● Cosa fare:
Elenca tutti i nomi di città e paesi che compaiono nel brano su Cottino e gli imbonitori di piazza.

● Brano del documento:
=====

Ritiratosi dalle scene nel 1994, per un po’ abitò a Bussolengo (Verona). Morì il 5 gennaio 2010, a 86 anni, una vita passata a viaggiare per il mondo. L’anno prima era scomparsa la moglie, sepolta a Spilamberto (Modena). Il libro Viaggiatori della luna – Storia, arti e mestieri dalla Fiera al Luna park, riporta una descrizione, fatta da Cottino, di quell’incredibile mondo perduto degli imbonitori di piazza. E dei suoi colleghi, che sembravano vivere in modo costante in una realtà parallela, per certi versi felliniana:
[…]l’avvocato del Foro fiorentino Tullio Pachetti che si invaghì della Donna Ragno, vista alla Fortezza Da Basso in Firenze mentre questa lavava i panni alla fontana e la volle sposare. Onore e gloria […] a Dario Mantovani di Rovigo, detto Taiadella, il re dei cantastorie, così coinvolgente da riuscire a far inginocchiare e scoprire il capo alla folla a cui vendeva canzoni e pantomime scritte da lui stesso! Un ricordo merita anche il defunto tzigano Franchini detto ”Il Tatàni” che presentava lo Stregone della Giungla sui carboni ardenti, raddrizzava ferri arroventati e addirittura se li passava sulla lingua.

=====

● Materiale fornito:

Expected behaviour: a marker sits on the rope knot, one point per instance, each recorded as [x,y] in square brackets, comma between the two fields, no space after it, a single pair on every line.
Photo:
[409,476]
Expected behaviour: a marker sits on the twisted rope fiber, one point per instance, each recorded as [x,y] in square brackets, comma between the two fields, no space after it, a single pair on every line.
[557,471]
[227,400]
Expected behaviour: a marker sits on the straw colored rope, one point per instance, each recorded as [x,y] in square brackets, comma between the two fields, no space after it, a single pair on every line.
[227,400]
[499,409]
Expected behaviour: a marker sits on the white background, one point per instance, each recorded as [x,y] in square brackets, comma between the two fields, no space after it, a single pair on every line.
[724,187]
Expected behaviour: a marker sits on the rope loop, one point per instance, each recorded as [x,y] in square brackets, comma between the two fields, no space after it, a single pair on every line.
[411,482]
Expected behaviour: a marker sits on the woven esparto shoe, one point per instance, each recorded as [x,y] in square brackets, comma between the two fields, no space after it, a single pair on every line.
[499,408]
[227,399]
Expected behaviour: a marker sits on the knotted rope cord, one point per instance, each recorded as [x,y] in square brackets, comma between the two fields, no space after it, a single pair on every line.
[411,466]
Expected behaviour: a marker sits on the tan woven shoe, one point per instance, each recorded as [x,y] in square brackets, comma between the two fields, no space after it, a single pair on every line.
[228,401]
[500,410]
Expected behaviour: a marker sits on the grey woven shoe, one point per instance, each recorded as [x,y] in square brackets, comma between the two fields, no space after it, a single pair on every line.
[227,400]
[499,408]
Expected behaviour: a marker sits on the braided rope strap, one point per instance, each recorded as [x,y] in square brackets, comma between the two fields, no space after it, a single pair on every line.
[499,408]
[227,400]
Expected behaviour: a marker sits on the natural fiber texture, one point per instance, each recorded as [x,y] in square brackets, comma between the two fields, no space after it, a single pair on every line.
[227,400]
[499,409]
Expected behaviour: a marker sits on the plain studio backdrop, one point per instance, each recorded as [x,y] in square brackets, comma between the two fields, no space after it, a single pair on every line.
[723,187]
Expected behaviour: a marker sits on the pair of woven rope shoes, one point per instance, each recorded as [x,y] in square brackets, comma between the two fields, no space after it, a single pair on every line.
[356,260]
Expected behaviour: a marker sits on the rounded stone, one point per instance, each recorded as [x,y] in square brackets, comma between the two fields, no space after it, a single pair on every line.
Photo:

=====

● Compito svolto:
Bussolengo, Verona, Spilamberto, Modena, Firenze, Rovigo